→ PROBLEM: Count the lines in the records below that contain the word "grass", and give only that number.

→ EXCERPTED DATA:
--- START ---
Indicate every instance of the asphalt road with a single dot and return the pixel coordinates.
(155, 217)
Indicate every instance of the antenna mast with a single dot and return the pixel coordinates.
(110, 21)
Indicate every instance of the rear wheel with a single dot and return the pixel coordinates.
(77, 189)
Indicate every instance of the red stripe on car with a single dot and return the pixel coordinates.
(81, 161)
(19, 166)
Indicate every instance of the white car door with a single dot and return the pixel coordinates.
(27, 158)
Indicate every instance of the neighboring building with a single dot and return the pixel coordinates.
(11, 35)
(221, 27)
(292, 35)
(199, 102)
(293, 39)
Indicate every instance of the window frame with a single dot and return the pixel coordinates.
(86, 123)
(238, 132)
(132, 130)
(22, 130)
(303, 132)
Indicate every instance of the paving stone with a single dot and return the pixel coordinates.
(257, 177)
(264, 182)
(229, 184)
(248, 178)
--- END ---
--- START ---
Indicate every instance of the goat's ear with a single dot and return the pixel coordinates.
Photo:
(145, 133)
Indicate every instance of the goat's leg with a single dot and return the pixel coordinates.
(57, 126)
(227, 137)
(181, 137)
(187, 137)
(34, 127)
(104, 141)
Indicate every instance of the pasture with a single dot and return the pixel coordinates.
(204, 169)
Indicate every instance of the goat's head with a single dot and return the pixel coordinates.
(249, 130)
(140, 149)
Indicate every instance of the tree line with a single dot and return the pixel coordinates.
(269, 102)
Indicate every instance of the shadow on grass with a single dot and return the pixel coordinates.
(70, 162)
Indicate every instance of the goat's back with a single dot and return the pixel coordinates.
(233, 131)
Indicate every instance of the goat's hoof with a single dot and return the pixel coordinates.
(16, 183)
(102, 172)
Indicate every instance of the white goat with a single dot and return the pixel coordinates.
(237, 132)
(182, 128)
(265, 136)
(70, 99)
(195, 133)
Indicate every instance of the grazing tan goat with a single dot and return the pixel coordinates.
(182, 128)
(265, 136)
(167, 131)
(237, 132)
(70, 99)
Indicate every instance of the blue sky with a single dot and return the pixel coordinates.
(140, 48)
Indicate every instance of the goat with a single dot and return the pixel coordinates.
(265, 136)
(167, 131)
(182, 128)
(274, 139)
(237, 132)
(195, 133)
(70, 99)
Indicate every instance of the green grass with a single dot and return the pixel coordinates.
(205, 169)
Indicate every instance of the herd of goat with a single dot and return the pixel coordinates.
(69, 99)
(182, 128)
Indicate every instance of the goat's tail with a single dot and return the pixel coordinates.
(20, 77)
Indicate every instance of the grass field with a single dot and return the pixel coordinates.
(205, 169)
--- END ---
→ ANSWER TO THIS EXERCISE: 3